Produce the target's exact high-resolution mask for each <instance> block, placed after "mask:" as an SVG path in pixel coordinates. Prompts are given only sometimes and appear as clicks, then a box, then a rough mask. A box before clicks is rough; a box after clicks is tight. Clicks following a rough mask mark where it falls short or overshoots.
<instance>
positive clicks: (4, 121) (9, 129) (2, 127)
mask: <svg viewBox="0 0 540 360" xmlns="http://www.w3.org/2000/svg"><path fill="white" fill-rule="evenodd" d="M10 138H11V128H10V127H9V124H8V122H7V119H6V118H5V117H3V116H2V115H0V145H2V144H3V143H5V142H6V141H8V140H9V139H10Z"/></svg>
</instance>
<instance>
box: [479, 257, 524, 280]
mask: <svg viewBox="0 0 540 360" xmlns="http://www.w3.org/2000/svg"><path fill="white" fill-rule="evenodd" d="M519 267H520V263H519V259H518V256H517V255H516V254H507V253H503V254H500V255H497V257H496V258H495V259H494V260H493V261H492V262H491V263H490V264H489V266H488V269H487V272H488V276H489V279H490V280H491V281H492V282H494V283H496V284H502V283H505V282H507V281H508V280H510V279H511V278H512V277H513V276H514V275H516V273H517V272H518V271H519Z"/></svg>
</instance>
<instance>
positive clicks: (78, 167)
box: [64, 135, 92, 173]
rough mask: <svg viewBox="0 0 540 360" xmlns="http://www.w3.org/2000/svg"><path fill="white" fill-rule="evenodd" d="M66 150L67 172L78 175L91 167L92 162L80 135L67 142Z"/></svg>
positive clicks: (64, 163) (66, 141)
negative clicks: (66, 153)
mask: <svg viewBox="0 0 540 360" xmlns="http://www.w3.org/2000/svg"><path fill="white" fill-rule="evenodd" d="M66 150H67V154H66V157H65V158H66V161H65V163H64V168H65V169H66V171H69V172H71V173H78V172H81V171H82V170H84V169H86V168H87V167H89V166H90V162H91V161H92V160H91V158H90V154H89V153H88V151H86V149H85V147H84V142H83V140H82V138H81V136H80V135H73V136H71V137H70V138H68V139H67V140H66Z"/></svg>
* * * * * * * * *
AIM OF THE EXERCISE. Which lines contain "rough"? Copy each of them from the listing.

EXERCISE RESPONSE.
Produce the target's exact high-resolution mask for each <instance> block, placed after "mask:" as an SVG path in pixel coordinates. Prompts are given only sometimes and appear as clicks, then a box, then a rough mask. A box before clicks is rough; a box after clicks is tight. Clicks following a rough mask mark where it falls short or overshoots.
rough mask: <svg viewBox="0 0 540 360" xmlns="http://www.w3.org/2000/svg"><path fill="white" fill-rule="evenodd" d="M66 150L67 172L78 175L91 167L92 162L80 135L67 142Z"/></svg>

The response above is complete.